SOURCE EXCERPT:

+---+

Do you think passive solar power ever gets a little jealous?
In many ways passive solar energy is like the quiet sibling of solar electric power and solar thermal energy.
While all the attention is going to the rooftop photovoltaic panels and solar hot water heaters, passive solar is humbly doing its work in the background.
Thankfully things are changing, however, and the amazing benefits of passive solar energy are starting to get some much-deserved attention.
To learn more about what passive solar power is capable of and how it can heat your home without a furnace, we spoke with passive solar expert Stephan Tanner.
Stephan has more than 30 years of sustainable-design building experience including the design of Waldsee Biohaus, the first-ever certified PassivHaus building in North America.
Here’s what he had to say about passive solar power:
SolarPowerBeginner: The term passive house (Passivhaus in German) refers to the Passivhaus standard for energy efficiency in buildings. How did you first get involved with the design of these ultra-low energy buildings?
Stephan Tanner: I’ve been involved with leading-edge building projects, processes and technologies for more than 30 years, most recently as a principal of Intep (www.intep.com) – short for, “integrated planning” – our consulting firm founded in Switzerland in 1979. Our focus is on delivering high-performance, resource-efficient and sustainable buildings.
My first opportunity to apply this know-how in the U.S. arose from a request by the Dean of “Waldsee” – the German language village at Concordia Language Villages. He wanted to construct a leading-edge “environmental living center” to demonstrate modern, resource-efficient, German living.
Since the project’s major donor was the German Foundation for the Environment (www.dbu.de), the idea of “proving” this leadership vision by applying the German Passivhaus Standard (www.passivhaus.de) for this education building was a natural.
SolarPowerBeginner: The PassivHaus standard can generate an energy-use reduction of 85-90%. What are the elements of a Passive House that allow for this incredible reduction in energy use?
Stephan Tanner: The PassivHaus standard is based on making a traditional heating system obsolete.
This is accomplished by pushing the concept of super insulation (max. heating energy of 15kWh/yr) along with building air tightness (≤0.6 air exchanges at 50Pa) and passive heat gains (new window technology) to a particular heat load.
The result is an 85-90% reduction in heating energy.
SolarPowerBeginner: The windows of a Passive House are oriented towards the equator to maximize passive solar gain. How important is this orientation in achieving the Passivhaus standard?
Stephan Tanner: Good architectural design always considers orientation, building massing, internal zoning and window design. But those considerations do not make or break PassivHaus performance.
For example, the PassivHaus standard has lead to the development of new technologies like windows that can be net-positive for heating.
Even in northern Minnesota winters, with temperatures dropping way below zero, the south facing windows (currently imported from Europe) achieve this goal and actually become passive heaters or “free” energy.
SolarPowerBeginner: You designed Waldsee BioHaus in Minnesota which was the first-ever certified PassivHaus building in North America and has been called the most energy efficient building ever built in the United States.
In achieving this passive solar power milestone, what challenges had to be overcome with respect to the harsh Minnesota climate?
Stephan Tanner: One of the challenges was finding cost-effective solutions to meet the Passivhaus requirements such as the high envelope R-value.
Example: we juxtaposed a traditional insulated wood wall assembly (20”) with the use of 2” of vacuum insulation panels VIPs (R-60) insulated wall assembly. But the real challenge was the need for quality control.

+---+

Source data:

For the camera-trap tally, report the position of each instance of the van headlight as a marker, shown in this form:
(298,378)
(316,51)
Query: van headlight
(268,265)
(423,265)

+---+

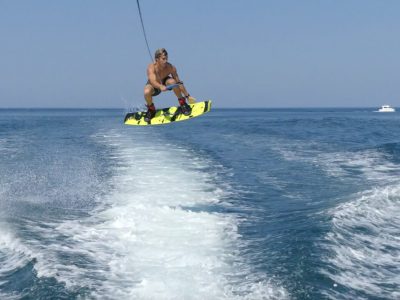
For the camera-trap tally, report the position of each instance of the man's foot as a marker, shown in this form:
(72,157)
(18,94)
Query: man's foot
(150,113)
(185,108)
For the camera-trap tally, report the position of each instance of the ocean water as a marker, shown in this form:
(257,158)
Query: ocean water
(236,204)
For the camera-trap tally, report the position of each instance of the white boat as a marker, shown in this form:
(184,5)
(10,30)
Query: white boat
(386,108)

+---+

WHAT TO PRODUCE: In two sentences, summarize the passive solar interview.

FINISHED EXERCISE: The interview says passive solar energy is finally getting deserved attention and features Stephan Tanner, who designed Waldsee BioHaus, the first certified PassivHaus building in North America. Tanner explains that the PassivHaus standard cuts heating energy by 85-90% through super insulation, air tightness and passive heat gains, and that in Minnesota the challenges were finding cost-effective solutions and, above all, quality control.